(EXCERPTED RECORDS):
_ _ _

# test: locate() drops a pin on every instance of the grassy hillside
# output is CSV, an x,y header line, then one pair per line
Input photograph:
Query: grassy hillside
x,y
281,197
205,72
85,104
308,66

_ _ _

(EXERCISE DETAILS):
Could you write out the items above again, changing each "grassy hillside" to "rocky slope" and leaving everything else as it is?

(EXERCISE RESPONSE):
# test: locate() drops a pin on every instance of the rocky slope
# output is CSV, an x,y header line, then one pair per line
Input photograph:
Query: rocky slope
x,y
281,197
205,72
85,104
308,66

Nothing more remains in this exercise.